> _Exercise objective_: Select every line of the items that contains the string "query", and treat case as significant.

> _Records to process_:

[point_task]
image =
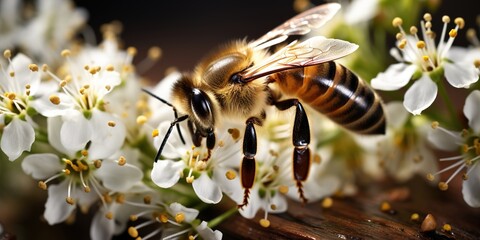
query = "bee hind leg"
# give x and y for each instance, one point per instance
(248, 168)
(300, 140)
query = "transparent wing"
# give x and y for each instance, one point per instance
(298, 25)
(312, 51)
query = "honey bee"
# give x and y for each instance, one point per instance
(241, 79)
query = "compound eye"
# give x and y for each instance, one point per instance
(201, 106)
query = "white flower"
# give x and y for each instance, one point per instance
(403, 151)
(173, 221)
(79, 173)
(198, 162)
(18, 82)
(468, 143)
(426, 63)
(78, 111)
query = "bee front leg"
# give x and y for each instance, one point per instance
(300, 139)
(248, 168)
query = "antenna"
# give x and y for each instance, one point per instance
(172, 124)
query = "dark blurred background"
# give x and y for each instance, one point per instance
(186, 30)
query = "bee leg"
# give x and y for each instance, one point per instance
(247, 170)
(300, 139)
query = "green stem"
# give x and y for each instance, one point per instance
(214, 222)
(454, 122)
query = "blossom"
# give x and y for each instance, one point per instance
(426, 64)
(403, 151)
(79, 174)
(79, 109)
(468, 143)
(18, 82)
(174, 221)
(203, 167)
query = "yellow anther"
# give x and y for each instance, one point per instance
(413, 30)
(11, 96)
(109, 215)
(154, 53)
(33, 67)
(443, 186)
(327, 202)
(230, 174)
(446, 19)
(97, 163)
(141, 120)
(54, 99)
(155, 133)
(397, 22)
(385, 206)
(421, 44)
(7, 53)
(132, 231)
(402, 44)
(110, 68)
(133, 218)
(427, 17)
(430, 177)
(283, 189)
(179, 217)
(453, 33)
(70, 200)
(446, 227)
(460, 22)
(399, 36)
(42, 185)
(65, 53)
(111, 123)
(147, 199)
(132, 51)
(122, 160)
(163, 218)
(264, 223)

> _Task answer_:
query = "bee hind leg"
query = "transparent wing"
query = "honey bee"
query = "compound eye"
query = "white flower"
query = "bee front leg"
query = "antenna"
query = "dark blurred background"
query = "bee leg"
query = "green stem"
query = "blossom"
query = "yellow anther"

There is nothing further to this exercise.